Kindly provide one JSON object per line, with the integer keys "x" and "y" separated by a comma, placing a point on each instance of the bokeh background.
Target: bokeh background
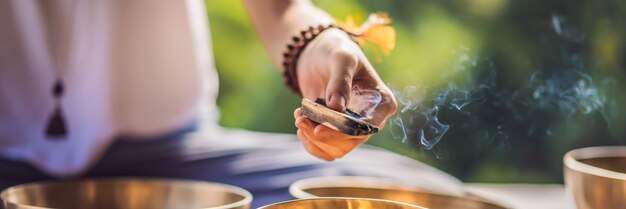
{"x": 490, "y": 90}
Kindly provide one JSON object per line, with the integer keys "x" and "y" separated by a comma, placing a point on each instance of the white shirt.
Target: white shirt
{"x": 130, "y": 67}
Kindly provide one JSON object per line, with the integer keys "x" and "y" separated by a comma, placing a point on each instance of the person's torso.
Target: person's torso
{"x": 132, "y": 67}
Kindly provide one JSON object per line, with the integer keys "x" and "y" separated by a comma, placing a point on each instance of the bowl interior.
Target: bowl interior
{"x": 340, "y": 203}
{"x": 126, "y": 193}
{"x": 353, "y": 187}
{"x": 616, "y": 164}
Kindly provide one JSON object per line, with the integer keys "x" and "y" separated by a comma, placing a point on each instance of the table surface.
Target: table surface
{"x": 524, "y": 196}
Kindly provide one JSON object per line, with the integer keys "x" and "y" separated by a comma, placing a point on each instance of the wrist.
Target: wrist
{"x": 297, "y": 45}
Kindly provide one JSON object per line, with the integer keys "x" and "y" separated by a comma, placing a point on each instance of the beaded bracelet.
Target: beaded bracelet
{"x": 374, "y": 29}
{"x": 294, "y": 49}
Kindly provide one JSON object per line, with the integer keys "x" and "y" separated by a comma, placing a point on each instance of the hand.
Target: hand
{"x": 328, "y": 68}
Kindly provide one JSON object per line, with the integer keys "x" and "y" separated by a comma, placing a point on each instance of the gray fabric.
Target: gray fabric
{"x": 264, "y": 164}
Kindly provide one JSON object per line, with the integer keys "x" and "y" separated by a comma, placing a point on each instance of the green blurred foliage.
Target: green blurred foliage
{"x": 513, "y": 37}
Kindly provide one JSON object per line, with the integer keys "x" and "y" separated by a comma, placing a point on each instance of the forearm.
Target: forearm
{"x": 277, "y": 21}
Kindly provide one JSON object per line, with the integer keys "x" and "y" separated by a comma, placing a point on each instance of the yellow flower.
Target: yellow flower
{"x": 375, "y": 30}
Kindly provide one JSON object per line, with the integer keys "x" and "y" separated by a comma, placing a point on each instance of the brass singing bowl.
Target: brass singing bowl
{"x": 379, "y": 188}
{"x": 596, "y": 176}
{"x": 340, "y": 203}
{"x": 127, "y": 193}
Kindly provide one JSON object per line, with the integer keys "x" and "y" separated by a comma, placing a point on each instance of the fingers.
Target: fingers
{"x": 342, "y": 66}
{"x": 323, "y": 142}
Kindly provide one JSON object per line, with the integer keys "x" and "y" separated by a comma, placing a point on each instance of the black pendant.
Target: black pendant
{"x": 57, "y": 127}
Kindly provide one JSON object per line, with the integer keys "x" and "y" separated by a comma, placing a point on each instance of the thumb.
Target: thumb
{"x": 340, "y": 83}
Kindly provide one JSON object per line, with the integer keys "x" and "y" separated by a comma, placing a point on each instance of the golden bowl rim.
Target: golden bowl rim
{"x": 246, "y": 201}
{"x": 342, "y": 198}
{"x": 572, "y": 161}
{"x": 296, "y": 189}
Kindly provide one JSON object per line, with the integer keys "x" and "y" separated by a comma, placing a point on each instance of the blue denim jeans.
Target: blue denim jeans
{"x": 265, "y": 164}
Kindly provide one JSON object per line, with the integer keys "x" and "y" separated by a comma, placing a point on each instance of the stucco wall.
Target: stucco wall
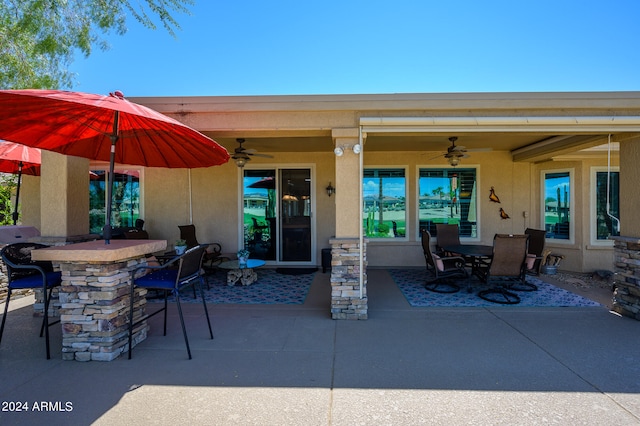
{"x": 216, "y": 202}
{"x": 30, "y": 201}
{"x": 629, "y": 180}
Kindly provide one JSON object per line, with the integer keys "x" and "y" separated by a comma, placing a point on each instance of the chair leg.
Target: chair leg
{"x": 184, "y": 329}
{"x": 6, "y": 309}
{"x": 131, "y": 318}
{"x": 166, "y": 295}
{"x": 503, "y": 296}
{"x": 523, "y": 285}
{"x": 204, "y": 303}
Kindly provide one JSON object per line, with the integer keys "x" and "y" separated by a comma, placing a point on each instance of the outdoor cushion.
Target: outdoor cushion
{"x": 439, "y": 262}
{"x": 163, "y": 278}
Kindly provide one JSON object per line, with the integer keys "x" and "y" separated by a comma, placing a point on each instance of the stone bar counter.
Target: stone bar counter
{"x": 94, "y": 297}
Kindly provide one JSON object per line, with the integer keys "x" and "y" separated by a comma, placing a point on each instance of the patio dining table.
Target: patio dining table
{"x": 242, "y": 272}
{"x": 96, "y": 277}
{"x": 475, "y": 254}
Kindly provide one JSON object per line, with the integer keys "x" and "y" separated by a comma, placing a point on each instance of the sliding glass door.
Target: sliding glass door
{"x": 277, "y": 214}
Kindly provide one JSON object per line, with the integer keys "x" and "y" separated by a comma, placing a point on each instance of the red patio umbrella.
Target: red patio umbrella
{"x": 19, "y": 159}
{"x": 107, "y": 128}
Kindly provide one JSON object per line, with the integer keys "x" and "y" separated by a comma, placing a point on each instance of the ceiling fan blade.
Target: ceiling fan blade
{"x": 437, "y": 156}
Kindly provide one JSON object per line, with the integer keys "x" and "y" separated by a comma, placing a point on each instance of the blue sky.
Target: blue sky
{"x": 352, "y": 46}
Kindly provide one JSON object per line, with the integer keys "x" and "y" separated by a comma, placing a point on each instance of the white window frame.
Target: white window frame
{"x": 406, "y": 203}
{"x": 593, "y": 234}
{"x": 478, "y": 199}
{"x": 572, "y": 204}
{"x": 140, "y": 169}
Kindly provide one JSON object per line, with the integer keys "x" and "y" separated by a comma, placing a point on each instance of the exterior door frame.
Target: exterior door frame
{"x": 276, "y": 167}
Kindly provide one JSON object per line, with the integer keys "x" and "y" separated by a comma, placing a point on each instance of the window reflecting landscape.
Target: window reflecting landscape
{"x": 557, "y": 198}
{"x": 448, "y": 196}
{"x": 384, "y": 196}
{"x": 125, "y": 199}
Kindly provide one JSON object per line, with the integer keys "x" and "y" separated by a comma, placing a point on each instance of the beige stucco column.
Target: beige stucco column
{"x": 348, "y": 250}
{"x": 629, "y": 194}
{"x": 64, "y": 195}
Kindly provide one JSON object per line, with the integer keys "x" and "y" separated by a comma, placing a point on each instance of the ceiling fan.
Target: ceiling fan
{"x": 241, "y": 155}
{"x": 456, "y": 152}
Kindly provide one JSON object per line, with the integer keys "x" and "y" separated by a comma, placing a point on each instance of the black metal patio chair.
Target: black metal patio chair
{"x": 24, "y": 273}
{"x": 442, "y": 268}
{"x": 505, "y": 269}
{"x": 171, "y": 280}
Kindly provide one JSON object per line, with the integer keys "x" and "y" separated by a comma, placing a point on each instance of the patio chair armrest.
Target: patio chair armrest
{"x": 214, "y": 248}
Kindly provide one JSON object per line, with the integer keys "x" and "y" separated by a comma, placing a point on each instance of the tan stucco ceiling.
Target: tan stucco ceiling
{"x": 531, "y": 126}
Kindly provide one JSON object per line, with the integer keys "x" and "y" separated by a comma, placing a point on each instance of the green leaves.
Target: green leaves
{"x": 39, "y": 38}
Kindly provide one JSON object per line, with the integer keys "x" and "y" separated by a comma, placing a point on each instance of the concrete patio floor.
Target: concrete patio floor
{"x": 292, "y": 364}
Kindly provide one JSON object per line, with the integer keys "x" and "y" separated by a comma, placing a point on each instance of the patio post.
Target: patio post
{"x": 348, "y": 250}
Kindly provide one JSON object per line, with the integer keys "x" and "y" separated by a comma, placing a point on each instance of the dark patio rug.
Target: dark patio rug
{"x": 411, "y": 284}
{"x": 270, "y": 288}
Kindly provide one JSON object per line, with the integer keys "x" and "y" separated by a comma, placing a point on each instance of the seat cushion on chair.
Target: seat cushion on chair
{"x": 163, "y": 278}
{"x": 35, "y": 280}
{"x": 439, "y": 262}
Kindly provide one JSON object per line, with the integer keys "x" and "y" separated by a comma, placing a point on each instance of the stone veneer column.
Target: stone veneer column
{"x": 95, "y": 295}
{"x": 626, "y": 297}
{"x": 346, "y": 302}
{"x": 94, "y": 309}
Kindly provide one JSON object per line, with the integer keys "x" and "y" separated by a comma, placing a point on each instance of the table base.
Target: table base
{"x": 246, "y": 276}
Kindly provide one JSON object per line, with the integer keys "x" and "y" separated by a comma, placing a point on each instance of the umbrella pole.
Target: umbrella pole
{"x": 106, "y": 232}
{"x": 15, "y": 210}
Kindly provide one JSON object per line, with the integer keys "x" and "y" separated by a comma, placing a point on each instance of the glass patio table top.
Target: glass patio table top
{"x": 235, "y": 264}
{"x": 242, "y": 272}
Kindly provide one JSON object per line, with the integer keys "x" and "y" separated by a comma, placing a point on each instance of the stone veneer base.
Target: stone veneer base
{"x": 346, "y": 300}
{"x": 626, "y": 297}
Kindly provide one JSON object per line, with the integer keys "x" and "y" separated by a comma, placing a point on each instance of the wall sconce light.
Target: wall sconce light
{"x": 339, "y": 151}
{"x": 330, "y": 190}
{"x": 240, "y": 162}
{"x": 454, "y": 160}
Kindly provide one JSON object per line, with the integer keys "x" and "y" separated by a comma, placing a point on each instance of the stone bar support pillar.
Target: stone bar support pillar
{"x": 348, "y": 295}
{"x": 95, "y": 295}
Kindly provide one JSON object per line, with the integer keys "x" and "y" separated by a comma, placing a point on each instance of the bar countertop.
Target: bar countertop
{"x": 99, "y": 252}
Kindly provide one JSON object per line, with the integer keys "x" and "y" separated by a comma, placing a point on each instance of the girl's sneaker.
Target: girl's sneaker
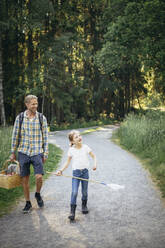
{"x": 27, "y": 208}
{"x": 39, "y": 200}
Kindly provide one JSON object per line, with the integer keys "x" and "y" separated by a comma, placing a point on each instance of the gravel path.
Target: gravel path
{"x": 133, "y": 217}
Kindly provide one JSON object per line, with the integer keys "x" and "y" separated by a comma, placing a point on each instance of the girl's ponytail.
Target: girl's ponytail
{"x": 71, "y": 136}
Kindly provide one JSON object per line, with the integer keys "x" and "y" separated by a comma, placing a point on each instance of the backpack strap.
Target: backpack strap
{"x": 21, "y": 116}
{"x": 40, "y": 116}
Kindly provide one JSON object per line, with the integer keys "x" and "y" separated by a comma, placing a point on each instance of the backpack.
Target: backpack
{"x": 21, "y": 116}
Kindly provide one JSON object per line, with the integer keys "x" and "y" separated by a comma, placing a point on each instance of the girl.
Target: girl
{"x": 78, "y": 153}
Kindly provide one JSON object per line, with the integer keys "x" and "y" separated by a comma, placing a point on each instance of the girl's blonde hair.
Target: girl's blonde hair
{"x": 71, "y": 136}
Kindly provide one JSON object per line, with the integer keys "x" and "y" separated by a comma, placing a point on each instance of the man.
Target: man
{"x": 30, "y": 138}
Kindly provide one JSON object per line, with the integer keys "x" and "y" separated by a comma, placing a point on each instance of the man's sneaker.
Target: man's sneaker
{"x": 27, "y": 207}
{"x": 39, "y": 200}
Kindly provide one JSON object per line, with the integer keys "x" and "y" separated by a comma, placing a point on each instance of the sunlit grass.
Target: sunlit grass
{"x": 144, "y": 135}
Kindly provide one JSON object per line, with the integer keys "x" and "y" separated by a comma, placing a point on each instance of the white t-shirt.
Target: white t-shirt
{"x": 80, "y": 159}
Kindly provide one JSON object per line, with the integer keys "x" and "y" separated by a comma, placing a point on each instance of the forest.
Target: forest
{"x": 82, "y": 58}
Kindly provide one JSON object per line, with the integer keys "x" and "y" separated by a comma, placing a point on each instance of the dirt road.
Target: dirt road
{"x": 133, "y": 217}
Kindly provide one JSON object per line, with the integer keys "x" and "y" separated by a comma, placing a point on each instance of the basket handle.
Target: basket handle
{"x": 5, "y": 165}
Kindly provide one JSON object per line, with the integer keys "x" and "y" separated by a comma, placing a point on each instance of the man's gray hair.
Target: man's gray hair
{"x": 28, "y": 98}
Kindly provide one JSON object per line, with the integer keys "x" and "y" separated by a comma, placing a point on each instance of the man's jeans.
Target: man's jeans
{"x": 75, "y": 185}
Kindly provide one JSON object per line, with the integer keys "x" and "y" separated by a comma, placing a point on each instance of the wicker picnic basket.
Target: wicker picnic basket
{"x": 10, "y": 181}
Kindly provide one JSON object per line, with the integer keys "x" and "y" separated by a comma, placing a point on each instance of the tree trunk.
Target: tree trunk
{"x": 2, "y": 109}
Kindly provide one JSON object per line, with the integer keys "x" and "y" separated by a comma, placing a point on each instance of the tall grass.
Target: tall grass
{"x": 144, "y": 135}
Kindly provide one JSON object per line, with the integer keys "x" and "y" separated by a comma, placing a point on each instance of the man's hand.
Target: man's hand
{"x": 12, "y": 157}
{"x": 59, "y": 173}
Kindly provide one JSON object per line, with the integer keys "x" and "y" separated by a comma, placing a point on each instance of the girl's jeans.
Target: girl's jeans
{"x": 75, "y": 185}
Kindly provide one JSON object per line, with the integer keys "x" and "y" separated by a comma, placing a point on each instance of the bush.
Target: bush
{"x": 144, "y": 135}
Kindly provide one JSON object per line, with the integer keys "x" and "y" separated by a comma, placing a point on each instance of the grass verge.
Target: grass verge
{"x": 144, "y": 136}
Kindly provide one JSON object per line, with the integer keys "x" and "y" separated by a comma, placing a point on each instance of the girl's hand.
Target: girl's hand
{"x": 59, "y": 173}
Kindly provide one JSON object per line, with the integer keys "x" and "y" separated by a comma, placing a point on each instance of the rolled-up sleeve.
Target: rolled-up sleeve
{"x": 45, "y": 137}
{"x": 15, "y": 136}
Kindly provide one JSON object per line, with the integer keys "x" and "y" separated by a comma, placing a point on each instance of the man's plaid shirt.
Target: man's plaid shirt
{"x": 33, "y": 141}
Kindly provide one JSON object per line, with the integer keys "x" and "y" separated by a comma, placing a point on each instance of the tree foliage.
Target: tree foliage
{"x": 81, "y": 58}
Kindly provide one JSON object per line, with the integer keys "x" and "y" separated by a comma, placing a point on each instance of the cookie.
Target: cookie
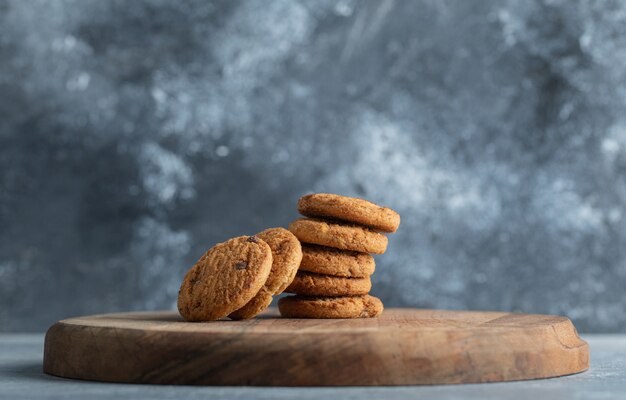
{"x": 349, "y": 209}
{"x": 329, "y": 261}
{"x": 309, "y": 284}
{"x": 225, "y": 278}
{"x": 330, "y": 307}
{"x": 286, "y": 257}
{"x": 339, "y": 235}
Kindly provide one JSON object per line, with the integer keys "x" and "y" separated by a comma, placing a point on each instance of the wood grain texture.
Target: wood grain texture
{"x": 401, "y": 347}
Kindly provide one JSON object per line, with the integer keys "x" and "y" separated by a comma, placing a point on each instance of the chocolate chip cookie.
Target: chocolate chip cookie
{"x": 286, "y": 257}
{"x": 225, "y": 278}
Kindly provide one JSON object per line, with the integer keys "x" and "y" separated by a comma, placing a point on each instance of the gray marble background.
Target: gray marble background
{"x": 136, "y": 134}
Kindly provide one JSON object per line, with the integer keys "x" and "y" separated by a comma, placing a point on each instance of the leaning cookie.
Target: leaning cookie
{"x": 309, "y": 284}
{"x": 330, "y": 307}
{"x": 225, "y": 278}
{"x": 350, "y": 209}
{"x": 329, "y": 261}
{"x": 286, "y": 254}
{"x": 338, "y": 235}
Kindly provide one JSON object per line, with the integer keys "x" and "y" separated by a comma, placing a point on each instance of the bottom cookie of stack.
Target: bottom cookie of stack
{"x": 364, "y": 306}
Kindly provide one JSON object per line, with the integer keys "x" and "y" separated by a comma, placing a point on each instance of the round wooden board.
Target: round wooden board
{"x": 401, "y": 347}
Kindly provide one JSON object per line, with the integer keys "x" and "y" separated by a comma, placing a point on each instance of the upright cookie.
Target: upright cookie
{"x": 330, "y": 307}
{"x": 286, "y": 257}
{"x": 224, "y": 279}
{"x": 329, "y": 261}
{"x": 349, "y": 209}
{"x": 309, "y": 284}
{"x": 339, "y": 236}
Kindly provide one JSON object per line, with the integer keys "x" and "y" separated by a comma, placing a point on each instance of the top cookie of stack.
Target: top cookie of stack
{"x": 334, "y": 277}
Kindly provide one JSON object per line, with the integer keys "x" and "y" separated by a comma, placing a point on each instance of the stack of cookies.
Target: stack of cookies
{"x": 333, "y": 280}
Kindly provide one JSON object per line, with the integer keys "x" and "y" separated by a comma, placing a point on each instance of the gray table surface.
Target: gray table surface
{"x": 21, "y": 377}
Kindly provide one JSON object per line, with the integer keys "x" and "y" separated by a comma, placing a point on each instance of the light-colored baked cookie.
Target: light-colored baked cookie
{"x": 349, "y": 209}
{"x": 286, "y": 255}
{"x": 225, "y": 278}
{"x": 309, "y": 284}
{"x": 330, "y": 307}
{"x": 339, "y": 235}
{"x": 329, "y": 261}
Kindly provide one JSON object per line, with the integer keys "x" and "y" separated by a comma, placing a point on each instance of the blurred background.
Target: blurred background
{"x": 135, "y": 135}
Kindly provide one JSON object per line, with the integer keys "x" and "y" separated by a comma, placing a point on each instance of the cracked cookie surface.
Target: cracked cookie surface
{"x": 329, "y": 261}
{"x": 310, "y": 284}
{"x": 350, "y": 209}
{"x": 225, "y": 278}
{"x": 330, "y": 307}
{"x": 339, "y": 235}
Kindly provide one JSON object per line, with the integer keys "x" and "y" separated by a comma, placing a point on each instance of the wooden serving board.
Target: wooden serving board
{"x": 401, "y": 347}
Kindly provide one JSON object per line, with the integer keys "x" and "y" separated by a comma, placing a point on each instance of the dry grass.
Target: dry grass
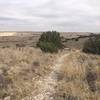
{"x": 74, "y": 84}
{"x": 20, "y": 68}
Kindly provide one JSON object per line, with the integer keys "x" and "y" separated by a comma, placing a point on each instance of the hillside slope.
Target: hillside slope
{"x": 29, "y": 74}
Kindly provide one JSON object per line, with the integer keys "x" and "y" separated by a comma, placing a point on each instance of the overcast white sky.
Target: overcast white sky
{"x": 42, "y": 15}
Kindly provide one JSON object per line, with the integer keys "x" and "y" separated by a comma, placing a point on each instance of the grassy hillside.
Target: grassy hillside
{"x": 22, "y": 68}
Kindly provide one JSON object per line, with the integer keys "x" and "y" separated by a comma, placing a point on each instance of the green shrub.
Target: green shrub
{"x": 92, "y": 45}
{"x": 50, "y": 42}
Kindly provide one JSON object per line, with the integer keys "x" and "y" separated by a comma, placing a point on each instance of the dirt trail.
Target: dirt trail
{"x": 48, "y": 84}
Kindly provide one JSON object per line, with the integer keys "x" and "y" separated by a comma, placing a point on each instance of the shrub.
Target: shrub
{"x": 50, "y": 42}
{"x": 92, "y": 45}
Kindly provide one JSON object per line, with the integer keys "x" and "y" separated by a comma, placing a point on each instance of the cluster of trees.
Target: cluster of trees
{"x": 50, "y": 42}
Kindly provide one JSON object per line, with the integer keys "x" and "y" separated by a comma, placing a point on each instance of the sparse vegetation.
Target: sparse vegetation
{"x": 50, "y": 42}
{"x": 92, "y": 45}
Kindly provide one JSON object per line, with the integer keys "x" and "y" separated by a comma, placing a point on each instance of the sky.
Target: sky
{"x": 44, "y": 15}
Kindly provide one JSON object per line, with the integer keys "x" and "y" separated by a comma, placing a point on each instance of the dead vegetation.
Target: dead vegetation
{"x": 20, "y": 68}
{"x": 80, "y": 78}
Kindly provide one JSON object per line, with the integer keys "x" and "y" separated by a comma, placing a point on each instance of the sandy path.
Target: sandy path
{"x": 47, "y": 85}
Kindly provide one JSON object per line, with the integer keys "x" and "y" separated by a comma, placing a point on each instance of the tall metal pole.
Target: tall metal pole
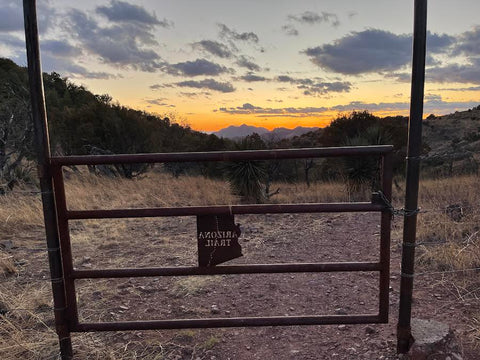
{"x": 42, "y": 143}
{"x": 404, "y": 334}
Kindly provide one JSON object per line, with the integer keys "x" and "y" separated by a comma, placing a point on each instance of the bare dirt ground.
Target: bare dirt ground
{"x": 264, "y": 239}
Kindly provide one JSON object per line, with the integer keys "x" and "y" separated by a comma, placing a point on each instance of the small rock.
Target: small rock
{"x": 7, "y": 244}
{"x": 3, "y": 308}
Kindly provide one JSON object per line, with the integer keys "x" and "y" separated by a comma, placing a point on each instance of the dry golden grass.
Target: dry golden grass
{"x": 27, "y": 331}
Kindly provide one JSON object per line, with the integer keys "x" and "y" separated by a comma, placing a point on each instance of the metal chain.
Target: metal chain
{"x": 402, "y": 212}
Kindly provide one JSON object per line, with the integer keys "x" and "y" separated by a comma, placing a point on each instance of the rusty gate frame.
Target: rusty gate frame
{"x": 63, "y": 274}
{"x": 376, "y": 205}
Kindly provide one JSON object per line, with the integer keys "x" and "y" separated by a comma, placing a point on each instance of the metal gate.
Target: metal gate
{"x": 57, "y": 215}
{"x": 71, "y": 274}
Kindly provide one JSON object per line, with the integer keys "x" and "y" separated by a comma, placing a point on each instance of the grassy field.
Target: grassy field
{"x": 449, "y": 242}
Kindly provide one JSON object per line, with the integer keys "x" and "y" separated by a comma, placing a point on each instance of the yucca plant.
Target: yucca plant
{"x": 247, "y": 179}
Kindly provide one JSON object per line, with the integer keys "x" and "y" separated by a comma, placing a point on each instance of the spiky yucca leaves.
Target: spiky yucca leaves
{"x": 247, "y": 179}
{"x": 362, "y": 173}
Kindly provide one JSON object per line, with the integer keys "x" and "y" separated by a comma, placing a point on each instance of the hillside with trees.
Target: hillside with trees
{"x": 84, "y": 123}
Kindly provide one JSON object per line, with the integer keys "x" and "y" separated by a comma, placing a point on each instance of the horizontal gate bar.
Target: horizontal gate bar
{"x": 228, "y": 322}
{"x": 222, "y": 155}
{"x": 228, "y": 270}
{"x": 224, "y": 209}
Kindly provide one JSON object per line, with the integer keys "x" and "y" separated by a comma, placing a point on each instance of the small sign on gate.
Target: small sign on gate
{"x": 217, "y": 237}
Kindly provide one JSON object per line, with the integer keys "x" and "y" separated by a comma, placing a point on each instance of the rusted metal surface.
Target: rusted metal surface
{"x": 217, "y": 239}
{"x": 208, "y": 219}
{"x": 228, "y": 322}
{"x": 223, "y": 155}
{"x": 404, "y": 336}
{"x": 228, "y": 270}
{"x": 66, "y": 250}
{"x": 42, "y": 145}
{"x": 385, "y": 225}
{"x": 224, "y": 209}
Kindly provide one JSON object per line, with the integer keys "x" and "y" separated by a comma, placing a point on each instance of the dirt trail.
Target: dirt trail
{"x": 264, "y": 239}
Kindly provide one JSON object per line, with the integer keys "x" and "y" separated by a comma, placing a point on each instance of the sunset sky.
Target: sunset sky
{"x": 270, "y": 63}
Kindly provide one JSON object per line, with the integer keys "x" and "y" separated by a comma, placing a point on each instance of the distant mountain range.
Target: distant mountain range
{"x": 235, "y": 132}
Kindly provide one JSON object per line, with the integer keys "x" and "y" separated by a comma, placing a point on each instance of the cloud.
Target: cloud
{"x": 470, "y": 88}
{"x": 195, "y": 94}
{"x": 156, "y": 87}
{"x": 60, "y": 48}
{"x": 211, "y": 84}
{"x": 248, "y": 109}
{"x": 226, "y": 32}
{"x": 290, "y": 30}
{"x": 455, "y": 73}
{"x": 468, "y": 43}
{"x": 244, "y": 62}
{"x": 67, "y": 67}
{"x": 311, "y": 18}
{"x": 431, "y": 104}
{"x": 322, "y": 88}
{"x": 11, "y": 15}
{"x": 434, "y": 103}
{"x": 252, "y": 78}
{"x": 125, "y": 45}
{"x": 159, "y": 102}
{"x": 120, "y": 11}
{"x": 371, "y": 51}
{"x": 316, "y": 86}
{"x": 214, "y": 47}
{"x": 195, "y": 68}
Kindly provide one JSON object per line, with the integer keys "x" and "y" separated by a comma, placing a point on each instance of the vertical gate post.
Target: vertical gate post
{"x": 42, "y": 144}
{"x": 404, "y": 335}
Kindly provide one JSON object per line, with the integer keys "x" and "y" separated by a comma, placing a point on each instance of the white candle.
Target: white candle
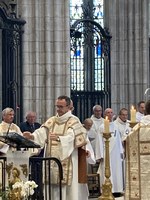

········

#### Required task:
Reproduce the records from the line with "vertical gate post." through the end of the records, replacing "candle" with "lantern" and changing nothing else. Leave out the pictures.

#### The response:
Kindly provide one JSON object per line, with the integer keys "x" and "y" separated by a comma, placing a point on each instance of the vertical gate post.
Target: vertical gate post
{"x": 42, "y": 144}
{"x": 404, "y": 335}
Kindly provide one JSON object per line, with the integer keys "x" and "y" separated by a comma, placing a point on each instance of the white lantern.
Target: white lantern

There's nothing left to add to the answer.